> [WHAT IS BEING ASKED]
From the line containing "the grass field" down to the last line of the records below, copy every line exactly. Leave out everything before it.

[Object location annotation data]
= = = = =

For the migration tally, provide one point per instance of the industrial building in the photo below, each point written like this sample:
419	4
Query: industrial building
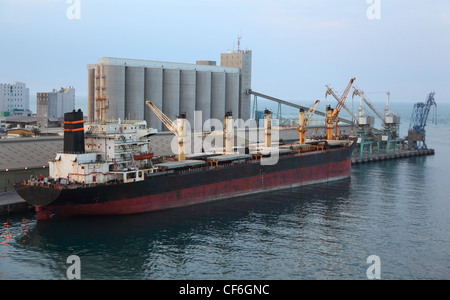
176	88
52	106
14	100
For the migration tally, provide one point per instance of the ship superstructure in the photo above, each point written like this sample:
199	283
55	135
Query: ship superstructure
101	153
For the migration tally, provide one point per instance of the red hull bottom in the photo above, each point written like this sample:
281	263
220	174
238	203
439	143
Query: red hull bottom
206	193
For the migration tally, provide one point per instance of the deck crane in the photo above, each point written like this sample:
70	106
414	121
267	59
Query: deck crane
369	104
416	133
304	120
331	92
333	114
178	129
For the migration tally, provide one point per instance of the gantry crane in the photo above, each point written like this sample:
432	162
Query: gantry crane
333	114
416	133
304	120
178	129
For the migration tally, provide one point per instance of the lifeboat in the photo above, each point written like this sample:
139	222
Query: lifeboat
143	156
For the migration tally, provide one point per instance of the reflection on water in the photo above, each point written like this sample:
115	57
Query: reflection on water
395	210
215	240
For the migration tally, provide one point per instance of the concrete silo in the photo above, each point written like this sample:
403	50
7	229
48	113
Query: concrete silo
203	101
171	94
134	93
218	81
153	93
232	94
115	91
187	94
91	94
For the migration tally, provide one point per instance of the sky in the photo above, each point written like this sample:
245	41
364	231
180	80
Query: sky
298	46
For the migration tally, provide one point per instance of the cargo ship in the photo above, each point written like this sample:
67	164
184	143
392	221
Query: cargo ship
108	168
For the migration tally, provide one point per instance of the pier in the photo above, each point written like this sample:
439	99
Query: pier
376	157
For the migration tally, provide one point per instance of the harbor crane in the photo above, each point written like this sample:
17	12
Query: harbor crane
331	92
178	129
416	133
333	114
304	120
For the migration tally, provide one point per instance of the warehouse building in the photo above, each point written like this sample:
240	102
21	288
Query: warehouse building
175	88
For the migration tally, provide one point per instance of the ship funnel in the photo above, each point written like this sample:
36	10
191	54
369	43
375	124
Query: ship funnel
74	132
268	128
229	132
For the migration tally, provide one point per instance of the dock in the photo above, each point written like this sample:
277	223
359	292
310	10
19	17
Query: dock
376	157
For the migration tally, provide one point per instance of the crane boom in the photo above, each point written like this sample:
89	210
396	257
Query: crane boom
304	120
179	130
311	112
369	104
332	115
331	92
165	119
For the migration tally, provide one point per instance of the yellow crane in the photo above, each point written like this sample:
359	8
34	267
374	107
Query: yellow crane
178	129
332	114
304	120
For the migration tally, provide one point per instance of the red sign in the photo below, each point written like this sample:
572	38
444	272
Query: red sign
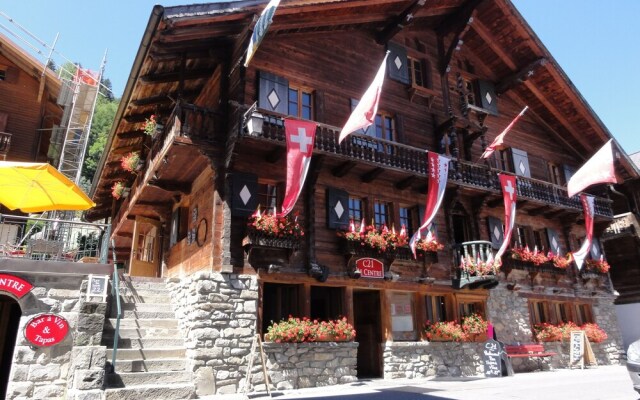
370	268
46	330
14	285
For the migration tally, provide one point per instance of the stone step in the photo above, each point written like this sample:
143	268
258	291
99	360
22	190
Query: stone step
146	343
127	379
178	391
149	323
153	313
148	353
138	333
163	364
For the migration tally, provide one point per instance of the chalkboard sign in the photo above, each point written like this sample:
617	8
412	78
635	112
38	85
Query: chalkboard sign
97	287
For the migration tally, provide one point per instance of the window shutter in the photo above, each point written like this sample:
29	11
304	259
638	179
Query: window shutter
596	252
397	67
273	93
487	97
496	232
554	242
337	208
244	200
520	163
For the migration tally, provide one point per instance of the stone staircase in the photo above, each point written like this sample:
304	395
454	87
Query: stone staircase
150	362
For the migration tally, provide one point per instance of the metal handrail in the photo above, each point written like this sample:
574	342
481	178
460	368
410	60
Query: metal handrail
115	291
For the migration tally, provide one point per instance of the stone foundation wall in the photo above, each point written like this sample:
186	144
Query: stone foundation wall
422	359
304	365
72	369
218	314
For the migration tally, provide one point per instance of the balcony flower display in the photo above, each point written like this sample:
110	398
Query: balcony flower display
301	330
600	266
130	161
150	125
446	331
117	190
546	332
382	241
271	225
474	325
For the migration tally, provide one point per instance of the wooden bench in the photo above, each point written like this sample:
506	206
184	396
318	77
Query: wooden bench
527	351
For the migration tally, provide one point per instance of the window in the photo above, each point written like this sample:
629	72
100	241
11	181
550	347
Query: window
436	308
326	302
300	103
402	320
278	302
407	218
267	196
355	209
381	214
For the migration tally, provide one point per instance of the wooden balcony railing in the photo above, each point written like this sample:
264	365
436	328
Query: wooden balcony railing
622	225
5	142
391	155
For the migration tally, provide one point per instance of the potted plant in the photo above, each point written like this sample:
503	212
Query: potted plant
130	161
117	190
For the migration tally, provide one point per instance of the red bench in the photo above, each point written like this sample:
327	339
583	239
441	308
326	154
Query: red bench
527	351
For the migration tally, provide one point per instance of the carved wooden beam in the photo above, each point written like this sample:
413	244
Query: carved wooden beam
459	23
405	183
520	76
371	175
343	169
399	22
167	77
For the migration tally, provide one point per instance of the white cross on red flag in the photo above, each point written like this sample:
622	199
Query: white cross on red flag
438	170
301	136
508	184
588	208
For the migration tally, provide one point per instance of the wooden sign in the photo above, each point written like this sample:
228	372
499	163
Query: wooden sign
97	287
370	268
46	330
580	350
14	285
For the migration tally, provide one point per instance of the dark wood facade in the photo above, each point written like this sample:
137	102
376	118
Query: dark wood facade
28	108
479	65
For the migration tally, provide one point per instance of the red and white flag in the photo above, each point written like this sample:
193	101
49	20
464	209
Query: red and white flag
301	136
598	169
587	206
500	138
365	112
438	169
508	184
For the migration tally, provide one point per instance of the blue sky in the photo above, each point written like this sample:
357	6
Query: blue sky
594	41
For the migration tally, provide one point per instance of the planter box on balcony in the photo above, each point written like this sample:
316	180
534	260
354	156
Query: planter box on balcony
264	251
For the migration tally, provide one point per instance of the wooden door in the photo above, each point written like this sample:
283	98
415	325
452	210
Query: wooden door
367	322
145	252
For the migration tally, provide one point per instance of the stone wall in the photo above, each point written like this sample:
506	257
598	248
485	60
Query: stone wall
304	365
218	314
422	359
72	369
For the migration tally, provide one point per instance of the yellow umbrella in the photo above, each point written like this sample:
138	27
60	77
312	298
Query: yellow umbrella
36	187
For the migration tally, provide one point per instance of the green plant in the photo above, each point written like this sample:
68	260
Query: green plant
299	330
445	330
275	226
474	324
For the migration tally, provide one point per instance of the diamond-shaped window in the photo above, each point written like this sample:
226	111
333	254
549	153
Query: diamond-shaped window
488	97
245	195
273	98
339	209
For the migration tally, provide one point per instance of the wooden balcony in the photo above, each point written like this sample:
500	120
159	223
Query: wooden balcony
5	143
380	153
622	225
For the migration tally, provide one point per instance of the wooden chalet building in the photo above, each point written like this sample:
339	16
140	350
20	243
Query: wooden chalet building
458	72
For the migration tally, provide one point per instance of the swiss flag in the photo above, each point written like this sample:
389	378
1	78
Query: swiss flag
301	137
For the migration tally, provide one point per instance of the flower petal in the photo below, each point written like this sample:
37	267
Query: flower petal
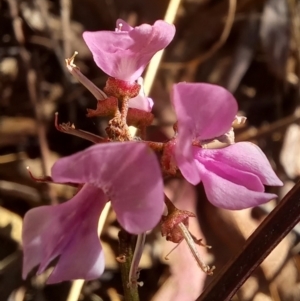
141	102
245	156
228	195
68	230
127	172
234	175
122	25
206	111
125	54
185	159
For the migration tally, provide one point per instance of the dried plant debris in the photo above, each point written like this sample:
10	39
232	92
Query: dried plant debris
249	47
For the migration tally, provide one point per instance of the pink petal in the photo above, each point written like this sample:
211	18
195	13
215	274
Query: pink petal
228	195
68	230
127	172
206	111
124	27
185	159
125	54
245	156
239	177
141	102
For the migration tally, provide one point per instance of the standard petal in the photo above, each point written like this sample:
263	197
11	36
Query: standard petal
125	54
68	230
206	111
185	159
122	25
141	102
228	195
127	172
234	175
244	156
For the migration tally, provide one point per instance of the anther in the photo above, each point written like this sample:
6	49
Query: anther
70	61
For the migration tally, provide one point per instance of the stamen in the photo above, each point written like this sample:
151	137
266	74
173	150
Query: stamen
74	70
166	257
238	120
70	61
120	25
134	271
45	179
70	129
121	258
190	241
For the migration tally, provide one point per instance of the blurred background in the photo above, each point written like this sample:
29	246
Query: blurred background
251	47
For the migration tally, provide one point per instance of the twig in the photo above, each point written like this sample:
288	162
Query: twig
194	63
280	125
31	79
66	28
259	245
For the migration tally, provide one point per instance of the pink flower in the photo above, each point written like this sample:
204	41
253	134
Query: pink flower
69	231
233	176
124	53
141	101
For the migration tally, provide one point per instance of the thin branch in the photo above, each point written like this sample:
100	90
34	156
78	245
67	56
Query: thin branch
194	63
259	245
31	79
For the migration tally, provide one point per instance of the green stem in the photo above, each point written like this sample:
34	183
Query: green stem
126	249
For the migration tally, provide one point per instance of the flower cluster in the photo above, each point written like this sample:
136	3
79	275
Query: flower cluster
125	170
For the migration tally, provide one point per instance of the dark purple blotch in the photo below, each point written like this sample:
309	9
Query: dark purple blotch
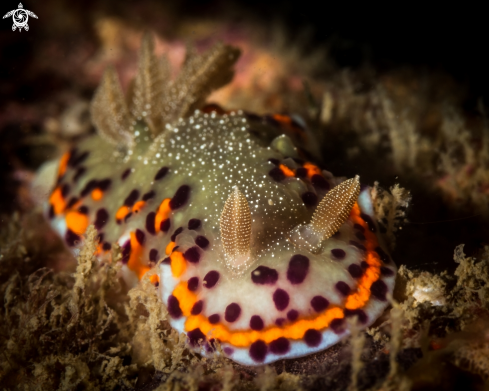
197	308
150	223
101	218
202	242
194	224
211	278
193	284
343	288
232	313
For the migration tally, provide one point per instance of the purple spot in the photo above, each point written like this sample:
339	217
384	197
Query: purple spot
192	254
210	279
383	255
298	268
126	251
312	338
310	199
197	308
338	254
281	299
131	198
319	303
258	350
301	172
264	275
193	284
71	202
280	321
165	225
101	218
71	237
379	290
126	173
104	184
88	187
338	325
360	236
369	221
161	173
355	270
174	307
385	271
65	189
362	316
202	242
280	346
149	195
153	255
150	223
195	336
180	198
292	315
256	323
177	232
210	346
357	245
359	227
277	174
194	224
319	182
140	236
343	288
233	311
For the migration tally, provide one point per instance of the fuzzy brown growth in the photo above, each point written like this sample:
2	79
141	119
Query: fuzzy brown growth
235	225
199	76
146	98
109	111
335	207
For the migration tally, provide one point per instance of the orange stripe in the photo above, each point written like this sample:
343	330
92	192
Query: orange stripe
296	330
286	170
63	164
57	201
77	222
136	262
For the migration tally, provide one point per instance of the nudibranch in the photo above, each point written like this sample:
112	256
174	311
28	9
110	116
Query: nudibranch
255	246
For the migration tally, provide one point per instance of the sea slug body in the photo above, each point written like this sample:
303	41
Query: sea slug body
255	246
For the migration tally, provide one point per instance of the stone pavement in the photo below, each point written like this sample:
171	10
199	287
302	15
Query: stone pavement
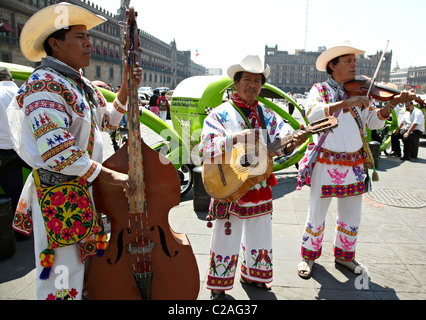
392	243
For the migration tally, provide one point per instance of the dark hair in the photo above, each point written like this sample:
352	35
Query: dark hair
59	34
334	62
239	75
5	74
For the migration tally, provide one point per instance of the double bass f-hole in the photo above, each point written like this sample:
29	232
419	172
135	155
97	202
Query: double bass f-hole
142	249
120	247
163	242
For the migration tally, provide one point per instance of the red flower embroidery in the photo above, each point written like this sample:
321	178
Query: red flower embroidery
55	225
83	203
58	199
78	229
67	234
72	196
50	211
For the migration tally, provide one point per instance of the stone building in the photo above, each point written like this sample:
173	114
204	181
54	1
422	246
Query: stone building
297	72
163	64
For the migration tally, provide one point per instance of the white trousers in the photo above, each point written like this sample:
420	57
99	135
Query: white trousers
247	239
67	273
347	224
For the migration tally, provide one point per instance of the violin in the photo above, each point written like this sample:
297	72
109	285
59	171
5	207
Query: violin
381	91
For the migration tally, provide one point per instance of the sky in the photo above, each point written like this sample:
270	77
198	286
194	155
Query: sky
225	31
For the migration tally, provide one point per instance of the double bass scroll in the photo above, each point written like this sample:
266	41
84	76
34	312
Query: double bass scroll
145	259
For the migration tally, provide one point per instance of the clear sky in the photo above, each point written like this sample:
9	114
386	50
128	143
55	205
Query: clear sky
224	31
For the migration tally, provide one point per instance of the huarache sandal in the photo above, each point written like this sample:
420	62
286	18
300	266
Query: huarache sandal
260	285
352	266
217	295
304	268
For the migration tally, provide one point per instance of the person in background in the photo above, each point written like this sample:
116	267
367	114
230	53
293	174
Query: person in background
153	102
409	129
291	105
163	105
11	165
56	120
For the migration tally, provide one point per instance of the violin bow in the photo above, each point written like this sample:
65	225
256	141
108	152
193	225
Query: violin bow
377	69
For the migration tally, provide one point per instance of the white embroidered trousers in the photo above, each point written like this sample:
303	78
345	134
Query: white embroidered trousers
247	239
347	223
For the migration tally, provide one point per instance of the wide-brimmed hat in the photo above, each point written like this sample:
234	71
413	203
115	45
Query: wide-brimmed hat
50	19
251	64
341	49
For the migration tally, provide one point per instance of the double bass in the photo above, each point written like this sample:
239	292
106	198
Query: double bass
145	259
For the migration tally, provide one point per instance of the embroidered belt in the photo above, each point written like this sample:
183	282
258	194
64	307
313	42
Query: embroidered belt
348	159
50	178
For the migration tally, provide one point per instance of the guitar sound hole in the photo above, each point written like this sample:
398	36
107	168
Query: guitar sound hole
246	160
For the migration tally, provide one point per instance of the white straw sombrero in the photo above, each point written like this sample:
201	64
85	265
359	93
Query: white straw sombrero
341	49
50	19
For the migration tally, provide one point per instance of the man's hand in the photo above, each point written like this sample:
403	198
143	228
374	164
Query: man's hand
246	136
299	138
358	101
404	97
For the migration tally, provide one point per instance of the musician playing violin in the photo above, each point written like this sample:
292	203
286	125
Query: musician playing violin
340	171
244	224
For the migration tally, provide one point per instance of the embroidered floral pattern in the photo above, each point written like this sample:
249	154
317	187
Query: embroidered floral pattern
63	295
221	271
341	191
69	216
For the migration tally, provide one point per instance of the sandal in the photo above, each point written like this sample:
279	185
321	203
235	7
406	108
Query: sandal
260	285
217	295
304	268
352	266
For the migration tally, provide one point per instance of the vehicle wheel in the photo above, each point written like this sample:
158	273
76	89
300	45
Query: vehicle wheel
185	179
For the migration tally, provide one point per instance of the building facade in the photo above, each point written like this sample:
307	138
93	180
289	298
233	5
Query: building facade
297	72
163	64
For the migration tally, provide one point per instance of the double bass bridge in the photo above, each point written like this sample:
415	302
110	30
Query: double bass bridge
134	249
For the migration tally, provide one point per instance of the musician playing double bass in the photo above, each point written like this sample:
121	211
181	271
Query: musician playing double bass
340	170
242	229
61	114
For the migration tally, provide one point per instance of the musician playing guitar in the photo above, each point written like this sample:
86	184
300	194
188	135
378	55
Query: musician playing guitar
247	220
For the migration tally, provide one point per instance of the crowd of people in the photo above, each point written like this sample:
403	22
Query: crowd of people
56	116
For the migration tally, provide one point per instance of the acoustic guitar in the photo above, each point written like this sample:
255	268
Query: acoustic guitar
231	175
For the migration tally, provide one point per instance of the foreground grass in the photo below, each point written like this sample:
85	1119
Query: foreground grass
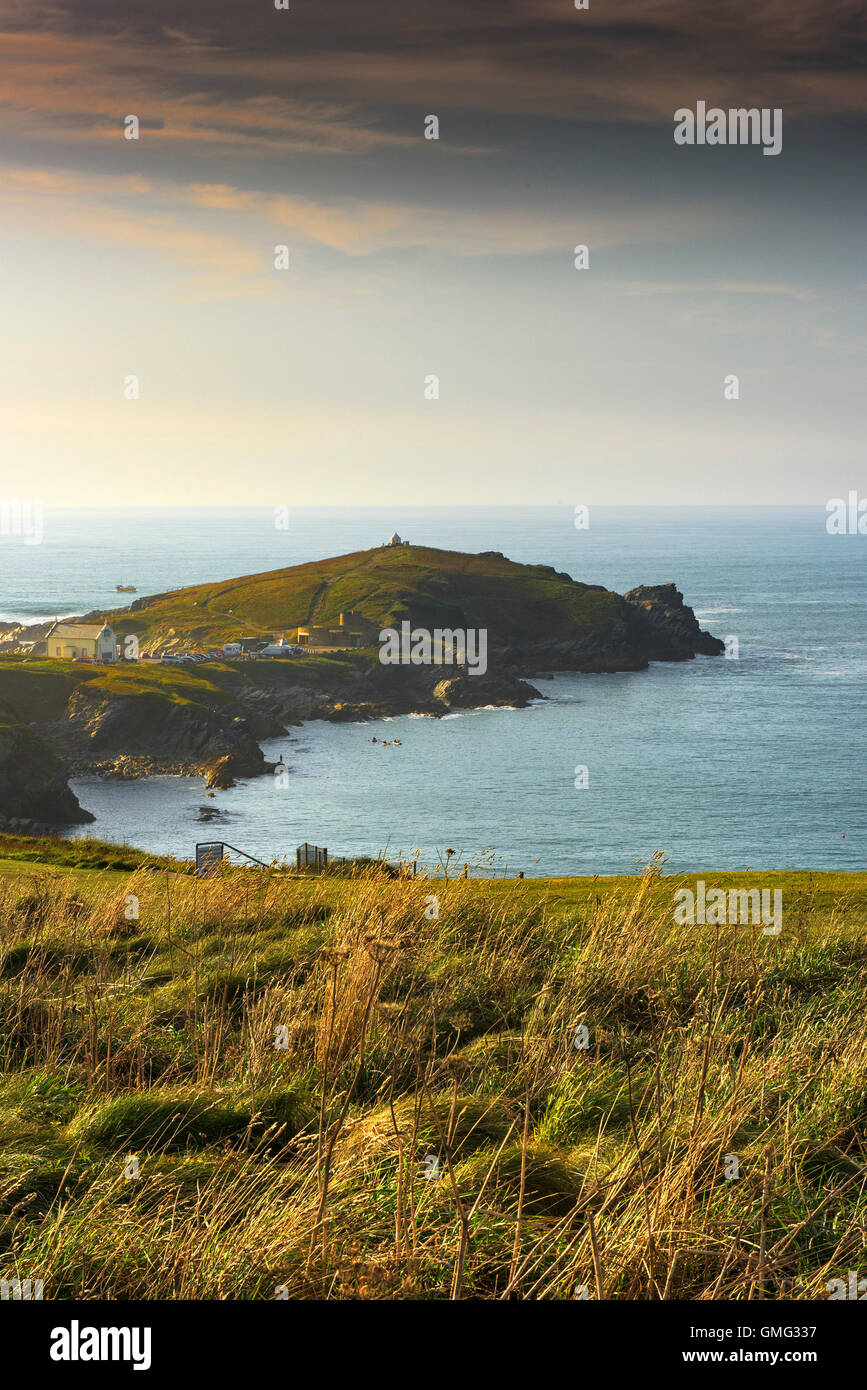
309	1087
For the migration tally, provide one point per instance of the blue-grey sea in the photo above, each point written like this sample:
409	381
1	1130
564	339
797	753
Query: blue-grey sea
721	763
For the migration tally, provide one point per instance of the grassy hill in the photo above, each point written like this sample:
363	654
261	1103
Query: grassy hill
435	588
427	1126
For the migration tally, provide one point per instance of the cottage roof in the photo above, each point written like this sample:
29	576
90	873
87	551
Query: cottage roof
79	630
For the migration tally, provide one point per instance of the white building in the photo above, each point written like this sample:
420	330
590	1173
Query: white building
82	640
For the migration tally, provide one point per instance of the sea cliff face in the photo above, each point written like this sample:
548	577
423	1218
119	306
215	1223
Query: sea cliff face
34	790
209	719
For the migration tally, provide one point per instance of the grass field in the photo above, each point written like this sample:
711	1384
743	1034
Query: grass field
380	1087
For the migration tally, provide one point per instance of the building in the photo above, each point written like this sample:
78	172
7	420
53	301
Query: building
86	641
281	648
352	630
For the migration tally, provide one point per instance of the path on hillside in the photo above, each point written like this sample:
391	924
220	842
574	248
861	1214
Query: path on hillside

= = = = =

> [RESULT FOR THIS TASK]
For the migration tally, provide one point per instance of the grass field in the photo above, each point written like this sample:
711	1384
743	1034
Query: grass field
380	1087
For the migration tally, provide one point per instance of the building in the photo above, each point written like this sample:
78	172
7	420
53	301
Query: building
86	641
281	648
352	630
For the migration tally, provide one point per instance of the path on hillside in the photo above, each point written like this sample:
391	924
220	842
574	248
861	1214
Query: path on hillside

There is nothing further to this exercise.